Figure 1. The diversity of defense systems (clockwise from top left): amphibious assault vehicle; SSN 774 Virginia Class submarine; MV-22 Osprey; F-22A advanced tactical fighter.
Images obtained from the DOT&E Annual Report.

The two primary areas of evaluation from an operational test are effectiveness and suitability. Operational effectiveness considers whether a unit equipped with a system can accomplish missions. Operational suitability is the degree to which a system can be satisfactorily placed in field use.

Operational testing is fundamentally different from developmental testing. Consider the example of testing a new family car model. Developmental testing might consist of a series of tests that assess engine reliability, fuel economy, radio system connectivity, Bluetooth connectivity, crash safety, etc. Operational testing, on the other hand, evaluates whether the family can use this car to get to the grocery store, work, and the beach for vacation. Can the family get to all these places reliably? Can Dad use the navigation system correctly to get to a new doctor?

While testing a new family car in this fashion might seem like an expensive endeavor, dozens of examples demonstrate how the operational context of a test was a key element in identifying problems before fielding military systems.

### MATERIAL SHOWN
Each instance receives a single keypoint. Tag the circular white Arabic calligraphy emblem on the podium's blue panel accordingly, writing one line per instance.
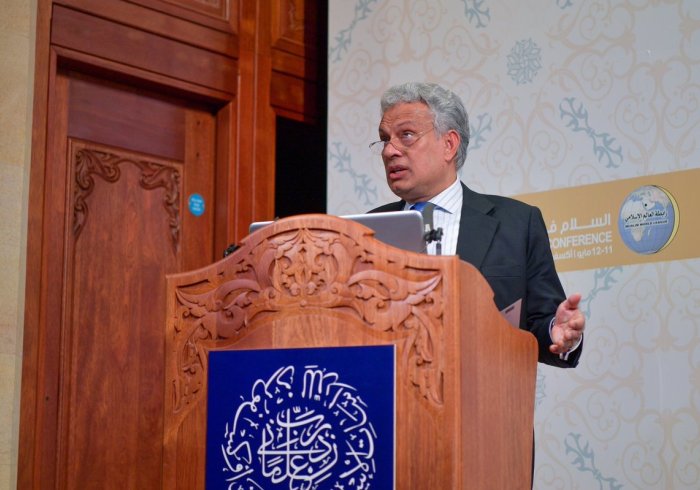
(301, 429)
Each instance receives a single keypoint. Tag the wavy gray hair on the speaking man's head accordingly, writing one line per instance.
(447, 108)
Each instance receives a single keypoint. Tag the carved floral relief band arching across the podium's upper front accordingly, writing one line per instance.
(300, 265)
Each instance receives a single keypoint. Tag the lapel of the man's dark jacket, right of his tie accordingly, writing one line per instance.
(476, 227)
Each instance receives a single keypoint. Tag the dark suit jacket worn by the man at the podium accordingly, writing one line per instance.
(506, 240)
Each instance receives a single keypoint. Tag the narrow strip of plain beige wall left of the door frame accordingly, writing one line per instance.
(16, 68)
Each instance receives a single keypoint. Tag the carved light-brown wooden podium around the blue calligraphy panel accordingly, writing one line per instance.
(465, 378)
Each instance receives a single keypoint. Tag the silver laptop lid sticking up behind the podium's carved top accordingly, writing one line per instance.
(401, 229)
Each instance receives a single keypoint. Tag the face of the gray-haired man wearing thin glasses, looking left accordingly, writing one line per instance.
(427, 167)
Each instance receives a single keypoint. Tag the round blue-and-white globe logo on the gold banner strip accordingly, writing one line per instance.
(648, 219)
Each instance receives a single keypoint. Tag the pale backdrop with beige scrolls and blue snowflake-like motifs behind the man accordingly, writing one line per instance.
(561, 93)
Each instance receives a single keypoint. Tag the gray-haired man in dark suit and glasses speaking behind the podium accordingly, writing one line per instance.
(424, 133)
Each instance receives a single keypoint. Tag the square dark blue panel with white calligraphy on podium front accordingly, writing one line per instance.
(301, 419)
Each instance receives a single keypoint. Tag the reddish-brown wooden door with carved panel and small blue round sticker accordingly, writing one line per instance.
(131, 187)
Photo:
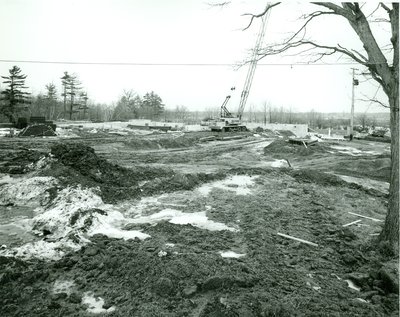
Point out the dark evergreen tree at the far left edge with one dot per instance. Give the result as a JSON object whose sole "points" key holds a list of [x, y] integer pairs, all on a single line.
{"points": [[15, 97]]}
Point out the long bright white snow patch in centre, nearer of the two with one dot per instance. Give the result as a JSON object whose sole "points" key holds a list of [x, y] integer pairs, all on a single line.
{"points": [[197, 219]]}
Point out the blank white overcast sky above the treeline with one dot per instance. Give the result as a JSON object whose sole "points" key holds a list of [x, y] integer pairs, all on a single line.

==

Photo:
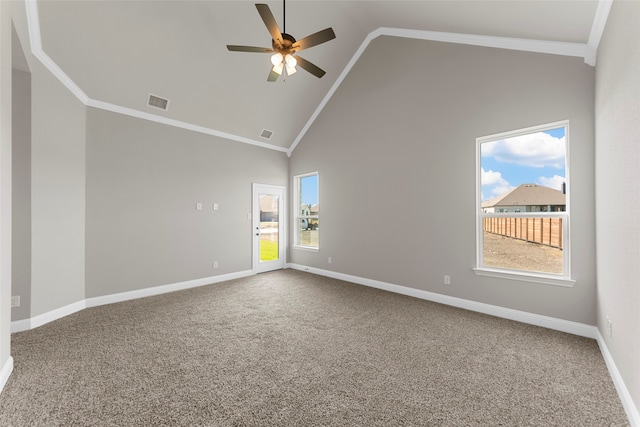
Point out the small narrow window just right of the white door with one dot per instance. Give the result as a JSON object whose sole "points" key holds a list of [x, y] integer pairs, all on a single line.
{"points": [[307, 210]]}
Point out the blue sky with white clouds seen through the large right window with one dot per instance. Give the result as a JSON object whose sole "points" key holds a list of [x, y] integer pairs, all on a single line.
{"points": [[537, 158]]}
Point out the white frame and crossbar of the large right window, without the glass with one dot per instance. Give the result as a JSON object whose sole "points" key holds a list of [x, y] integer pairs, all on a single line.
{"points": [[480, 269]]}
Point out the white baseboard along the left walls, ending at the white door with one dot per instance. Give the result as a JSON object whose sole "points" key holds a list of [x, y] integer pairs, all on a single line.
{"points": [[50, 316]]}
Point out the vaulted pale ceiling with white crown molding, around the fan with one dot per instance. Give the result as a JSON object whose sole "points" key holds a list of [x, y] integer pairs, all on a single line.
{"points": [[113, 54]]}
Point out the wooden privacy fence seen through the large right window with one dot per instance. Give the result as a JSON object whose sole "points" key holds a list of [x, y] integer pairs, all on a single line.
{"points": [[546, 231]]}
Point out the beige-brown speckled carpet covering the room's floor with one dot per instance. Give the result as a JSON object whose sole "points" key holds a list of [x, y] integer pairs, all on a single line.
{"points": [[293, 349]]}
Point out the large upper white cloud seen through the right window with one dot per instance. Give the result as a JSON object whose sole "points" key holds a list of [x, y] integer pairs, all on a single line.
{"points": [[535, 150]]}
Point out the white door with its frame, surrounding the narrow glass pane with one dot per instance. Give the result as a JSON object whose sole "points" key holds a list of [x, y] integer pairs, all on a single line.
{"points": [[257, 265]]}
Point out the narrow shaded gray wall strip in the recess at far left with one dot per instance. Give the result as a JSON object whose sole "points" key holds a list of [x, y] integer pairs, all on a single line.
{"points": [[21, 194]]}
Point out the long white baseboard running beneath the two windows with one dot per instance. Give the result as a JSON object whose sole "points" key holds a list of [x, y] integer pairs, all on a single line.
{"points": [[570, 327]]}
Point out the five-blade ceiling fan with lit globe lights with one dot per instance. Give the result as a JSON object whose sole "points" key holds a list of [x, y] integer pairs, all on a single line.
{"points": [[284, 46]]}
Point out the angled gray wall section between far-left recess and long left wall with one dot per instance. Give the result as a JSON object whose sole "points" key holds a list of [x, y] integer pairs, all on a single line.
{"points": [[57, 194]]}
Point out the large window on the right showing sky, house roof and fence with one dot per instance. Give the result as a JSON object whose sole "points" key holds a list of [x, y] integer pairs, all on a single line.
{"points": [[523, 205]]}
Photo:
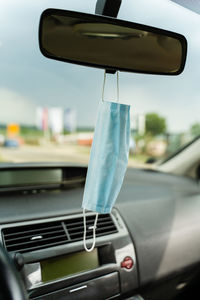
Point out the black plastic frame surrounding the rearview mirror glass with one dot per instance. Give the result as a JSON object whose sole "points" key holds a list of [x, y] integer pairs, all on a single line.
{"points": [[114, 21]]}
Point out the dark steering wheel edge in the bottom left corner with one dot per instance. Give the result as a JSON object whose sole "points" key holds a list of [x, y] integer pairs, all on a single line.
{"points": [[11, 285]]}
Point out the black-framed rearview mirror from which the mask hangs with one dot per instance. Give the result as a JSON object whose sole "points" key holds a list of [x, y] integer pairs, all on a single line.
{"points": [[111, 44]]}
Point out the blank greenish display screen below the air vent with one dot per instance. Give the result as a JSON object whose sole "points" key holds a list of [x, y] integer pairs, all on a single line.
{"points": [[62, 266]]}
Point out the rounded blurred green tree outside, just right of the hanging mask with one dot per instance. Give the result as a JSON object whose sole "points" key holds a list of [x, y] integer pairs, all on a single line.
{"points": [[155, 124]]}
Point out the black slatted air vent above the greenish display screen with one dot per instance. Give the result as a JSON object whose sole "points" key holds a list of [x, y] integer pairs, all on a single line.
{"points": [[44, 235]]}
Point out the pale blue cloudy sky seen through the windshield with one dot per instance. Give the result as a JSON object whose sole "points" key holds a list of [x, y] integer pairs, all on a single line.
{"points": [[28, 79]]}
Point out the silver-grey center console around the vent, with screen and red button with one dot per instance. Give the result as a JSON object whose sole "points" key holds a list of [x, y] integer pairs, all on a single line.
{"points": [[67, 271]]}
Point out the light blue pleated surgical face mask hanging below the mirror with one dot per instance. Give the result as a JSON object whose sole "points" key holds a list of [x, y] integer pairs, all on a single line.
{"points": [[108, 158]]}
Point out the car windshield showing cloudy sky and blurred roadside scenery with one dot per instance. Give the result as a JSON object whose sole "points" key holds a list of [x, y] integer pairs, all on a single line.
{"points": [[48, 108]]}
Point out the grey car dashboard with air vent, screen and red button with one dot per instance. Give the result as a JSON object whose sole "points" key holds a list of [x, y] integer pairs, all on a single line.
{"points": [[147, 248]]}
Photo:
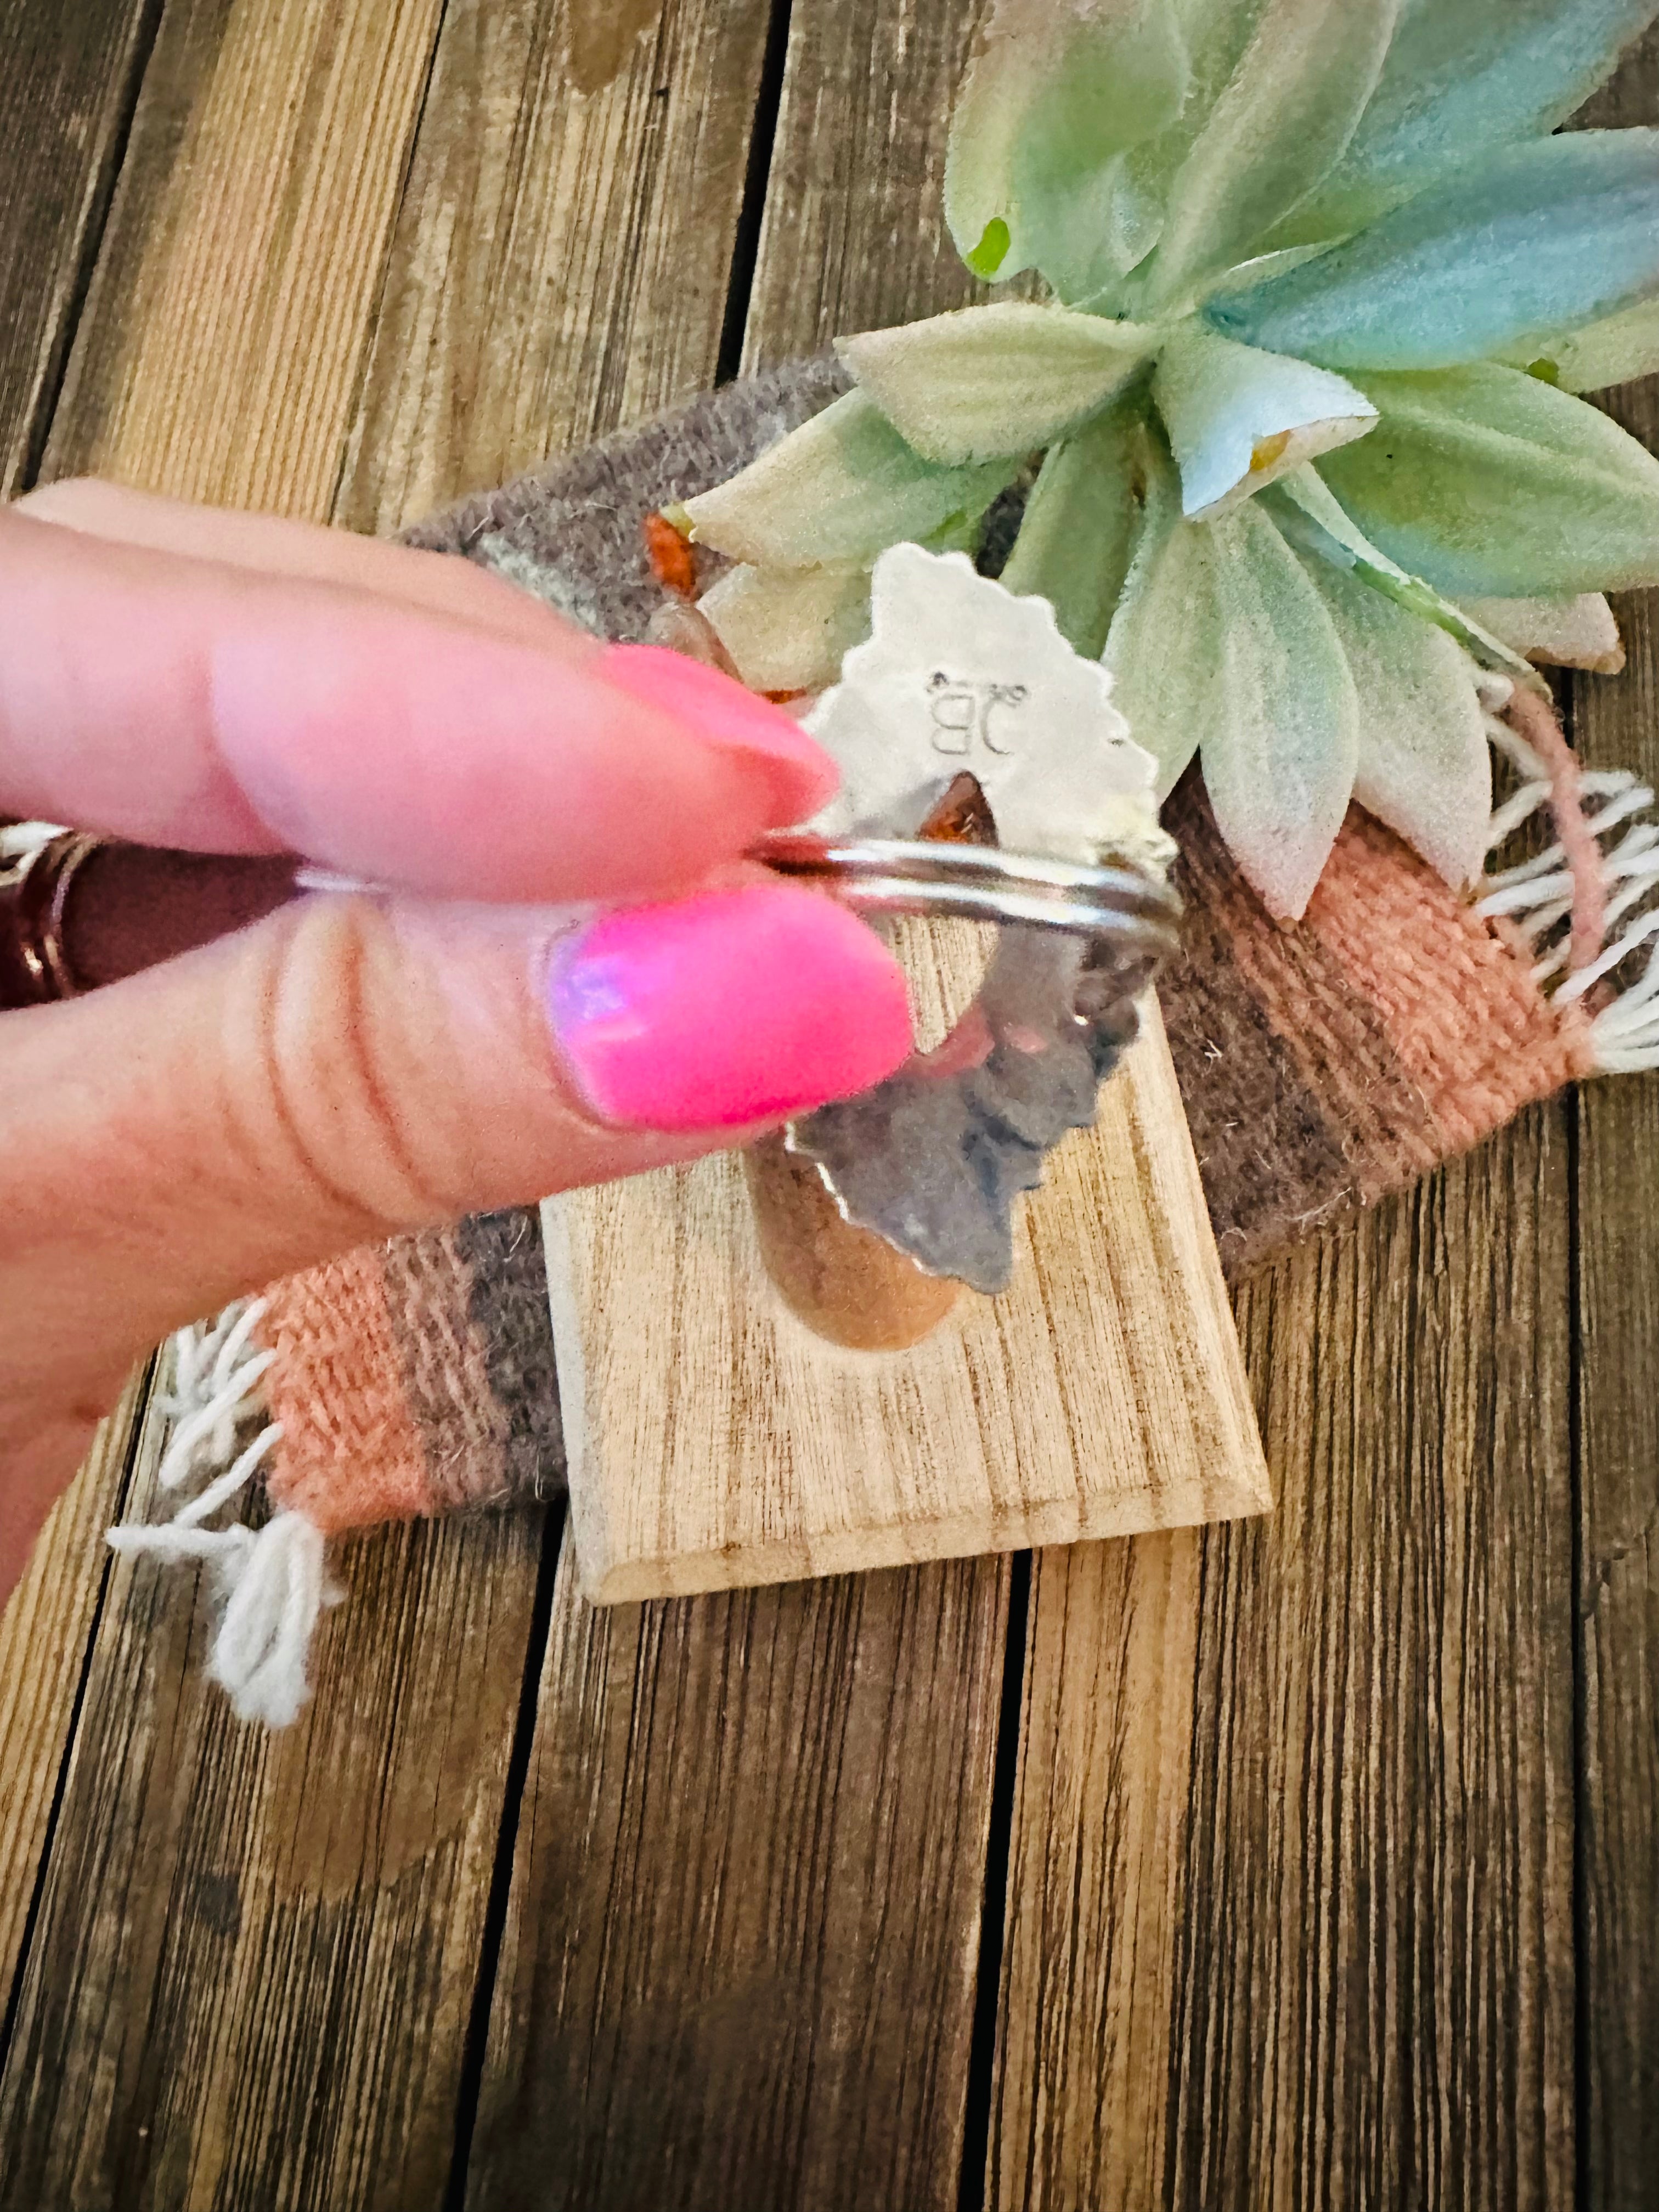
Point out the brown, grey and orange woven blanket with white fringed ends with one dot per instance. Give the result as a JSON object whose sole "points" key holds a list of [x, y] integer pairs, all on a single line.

---

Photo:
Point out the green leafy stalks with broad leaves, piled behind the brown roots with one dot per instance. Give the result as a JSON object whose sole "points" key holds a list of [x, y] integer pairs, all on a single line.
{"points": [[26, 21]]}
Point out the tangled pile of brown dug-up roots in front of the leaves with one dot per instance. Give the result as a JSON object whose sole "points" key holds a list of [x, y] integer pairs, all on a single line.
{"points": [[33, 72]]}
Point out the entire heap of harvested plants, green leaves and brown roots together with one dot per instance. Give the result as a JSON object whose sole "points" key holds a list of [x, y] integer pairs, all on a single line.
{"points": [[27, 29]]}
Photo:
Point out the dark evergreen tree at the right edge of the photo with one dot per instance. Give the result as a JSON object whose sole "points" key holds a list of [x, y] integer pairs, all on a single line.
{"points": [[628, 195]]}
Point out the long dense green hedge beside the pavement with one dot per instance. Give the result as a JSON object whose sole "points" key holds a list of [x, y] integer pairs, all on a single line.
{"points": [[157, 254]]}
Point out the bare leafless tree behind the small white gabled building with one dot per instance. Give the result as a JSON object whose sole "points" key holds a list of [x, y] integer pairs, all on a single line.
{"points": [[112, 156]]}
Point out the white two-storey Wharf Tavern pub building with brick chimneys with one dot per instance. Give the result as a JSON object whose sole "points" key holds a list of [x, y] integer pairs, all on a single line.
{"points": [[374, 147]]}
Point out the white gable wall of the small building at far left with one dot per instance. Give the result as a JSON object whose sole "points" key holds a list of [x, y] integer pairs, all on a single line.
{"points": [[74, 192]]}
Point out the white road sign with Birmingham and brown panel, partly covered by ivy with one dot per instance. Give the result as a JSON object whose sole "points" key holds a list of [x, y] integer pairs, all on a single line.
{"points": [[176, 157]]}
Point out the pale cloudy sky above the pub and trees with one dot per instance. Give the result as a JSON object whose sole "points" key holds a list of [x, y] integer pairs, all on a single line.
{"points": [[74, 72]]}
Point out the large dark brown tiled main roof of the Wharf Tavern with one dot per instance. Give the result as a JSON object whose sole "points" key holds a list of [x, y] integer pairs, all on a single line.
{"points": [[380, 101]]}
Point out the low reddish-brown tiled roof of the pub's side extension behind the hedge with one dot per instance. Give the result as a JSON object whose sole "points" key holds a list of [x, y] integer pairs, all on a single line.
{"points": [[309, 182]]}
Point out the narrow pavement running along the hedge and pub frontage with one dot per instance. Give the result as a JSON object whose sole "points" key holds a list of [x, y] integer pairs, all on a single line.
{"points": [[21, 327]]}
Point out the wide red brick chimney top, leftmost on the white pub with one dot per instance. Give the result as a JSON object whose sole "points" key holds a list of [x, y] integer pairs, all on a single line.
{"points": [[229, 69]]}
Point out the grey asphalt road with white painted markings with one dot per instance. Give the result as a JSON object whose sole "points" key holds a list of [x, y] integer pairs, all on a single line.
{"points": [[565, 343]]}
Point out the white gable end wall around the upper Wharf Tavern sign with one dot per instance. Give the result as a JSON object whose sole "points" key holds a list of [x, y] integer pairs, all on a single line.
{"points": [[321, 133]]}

### TASK REQUIREMENTS
Summarize the text on operational testing above in two sentences.

### ANSWER BELOW
An operational test evaluates effectiveness, meaning whether a unit equipped with a system can accomplish missions, and suitability, meaning the degree to which a system can be satisfactorily placed in field use. Unlike developmental testing, which assesses specific attributes such as a car's engine reliability or crash safety, operational testing evaluates whether people can use the system to get their tasks done, and its operational context has repeatedly been key to identifying problems before military systems are fielded.